§ Your objective
Can you give the items below again with every "Identify" changed to "Locate" and nothing else altered?

-- BEGIN Available data --

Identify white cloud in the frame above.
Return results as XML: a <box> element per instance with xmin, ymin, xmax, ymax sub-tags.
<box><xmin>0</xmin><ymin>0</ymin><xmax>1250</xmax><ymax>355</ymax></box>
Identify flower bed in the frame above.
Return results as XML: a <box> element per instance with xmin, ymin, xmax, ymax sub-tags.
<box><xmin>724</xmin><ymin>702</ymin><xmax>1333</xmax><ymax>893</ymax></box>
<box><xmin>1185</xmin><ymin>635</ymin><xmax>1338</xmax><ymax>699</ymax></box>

-- END Available data --

§ Full answer
Locate white cloud in the frame above.
Return results as XML: a <box> element per instance with xmin, ymin, xmax, ymax sub-tags.
<box><xmin>0</xmin><ymin>0</ymin><xmax>1250</xmax><ymax>355</ymax></box>
Locate flower bed in the frame above.
Return results as XML: a <box> element per instance with xmin, ymin, xmax, ymax sub-tags.
<box><xmin>724</xmin><ymin>702</ymin><xmax>1333</xmax><ymax>893</ymax></box>
<box><xmin>1185</xmin><ymin>635</ymin><xmax>1338</xmax><ymax>699</ymax></box>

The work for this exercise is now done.